**STATED GOAL:** Copy the lines below word for word, starting at the line that contains "Objective — one point per instance of the green metal" and ending at the line that contains "Target: green metal roof panel", with both of those lines included.
· · · ·
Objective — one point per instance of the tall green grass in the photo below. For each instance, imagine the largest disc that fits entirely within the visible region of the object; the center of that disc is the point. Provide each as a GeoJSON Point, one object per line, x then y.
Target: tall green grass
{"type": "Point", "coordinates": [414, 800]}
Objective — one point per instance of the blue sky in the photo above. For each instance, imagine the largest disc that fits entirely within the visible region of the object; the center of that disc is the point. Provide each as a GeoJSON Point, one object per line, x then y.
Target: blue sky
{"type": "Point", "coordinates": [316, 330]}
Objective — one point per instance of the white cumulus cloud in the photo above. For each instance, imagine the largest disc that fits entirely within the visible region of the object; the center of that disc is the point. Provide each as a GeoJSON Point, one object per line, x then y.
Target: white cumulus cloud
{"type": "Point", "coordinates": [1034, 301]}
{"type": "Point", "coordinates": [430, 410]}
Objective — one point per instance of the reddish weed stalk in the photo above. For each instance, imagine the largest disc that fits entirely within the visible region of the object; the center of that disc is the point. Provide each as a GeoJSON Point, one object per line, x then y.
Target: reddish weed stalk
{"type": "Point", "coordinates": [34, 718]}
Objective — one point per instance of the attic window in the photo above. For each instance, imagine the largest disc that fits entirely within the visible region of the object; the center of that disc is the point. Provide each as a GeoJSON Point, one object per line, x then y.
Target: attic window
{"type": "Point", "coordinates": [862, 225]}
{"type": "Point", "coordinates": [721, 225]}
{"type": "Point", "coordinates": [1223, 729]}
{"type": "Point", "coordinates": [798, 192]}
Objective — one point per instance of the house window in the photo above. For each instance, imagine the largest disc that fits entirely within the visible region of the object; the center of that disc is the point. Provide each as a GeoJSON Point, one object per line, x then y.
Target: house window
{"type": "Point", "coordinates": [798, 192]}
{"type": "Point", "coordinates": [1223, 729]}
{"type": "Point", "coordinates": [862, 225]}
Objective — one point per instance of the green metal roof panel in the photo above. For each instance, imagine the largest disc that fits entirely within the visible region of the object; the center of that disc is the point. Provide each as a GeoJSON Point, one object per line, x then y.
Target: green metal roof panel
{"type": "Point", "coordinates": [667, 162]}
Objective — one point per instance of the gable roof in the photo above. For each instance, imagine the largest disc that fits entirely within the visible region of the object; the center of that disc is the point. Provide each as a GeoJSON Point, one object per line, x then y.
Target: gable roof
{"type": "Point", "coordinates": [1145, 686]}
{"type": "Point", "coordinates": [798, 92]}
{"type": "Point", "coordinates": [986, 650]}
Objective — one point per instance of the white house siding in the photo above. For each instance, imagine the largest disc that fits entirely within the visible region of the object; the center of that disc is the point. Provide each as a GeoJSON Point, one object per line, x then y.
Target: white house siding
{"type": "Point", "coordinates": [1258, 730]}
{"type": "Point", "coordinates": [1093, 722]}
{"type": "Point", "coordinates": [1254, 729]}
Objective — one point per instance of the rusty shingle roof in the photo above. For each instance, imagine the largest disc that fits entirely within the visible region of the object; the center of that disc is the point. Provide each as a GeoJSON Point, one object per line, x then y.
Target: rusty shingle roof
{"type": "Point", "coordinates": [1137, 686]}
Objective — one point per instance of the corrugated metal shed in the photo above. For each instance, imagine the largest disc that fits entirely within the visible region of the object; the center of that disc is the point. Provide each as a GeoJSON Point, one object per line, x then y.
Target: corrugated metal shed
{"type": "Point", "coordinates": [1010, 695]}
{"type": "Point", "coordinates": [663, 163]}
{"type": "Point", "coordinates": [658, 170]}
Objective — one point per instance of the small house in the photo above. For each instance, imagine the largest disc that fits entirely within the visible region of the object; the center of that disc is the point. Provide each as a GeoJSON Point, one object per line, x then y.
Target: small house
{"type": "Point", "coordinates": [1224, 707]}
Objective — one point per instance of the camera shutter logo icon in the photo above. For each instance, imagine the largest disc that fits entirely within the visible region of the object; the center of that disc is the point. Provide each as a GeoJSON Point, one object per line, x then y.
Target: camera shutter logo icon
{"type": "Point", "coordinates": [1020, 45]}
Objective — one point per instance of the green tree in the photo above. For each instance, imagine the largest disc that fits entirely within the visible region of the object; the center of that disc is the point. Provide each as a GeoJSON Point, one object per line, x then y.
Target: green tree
· · · ·
**COMPLETE RESPONSE:**
Objective — one point per instance of the green metal roof panel in the photo above. For each instance, imagine the largest disc that fits entirely within the visible region of the object; the center of that disc is the point. Provide each as a GeoJSON Point, one object per line, x then y.
Target: green metal roof panel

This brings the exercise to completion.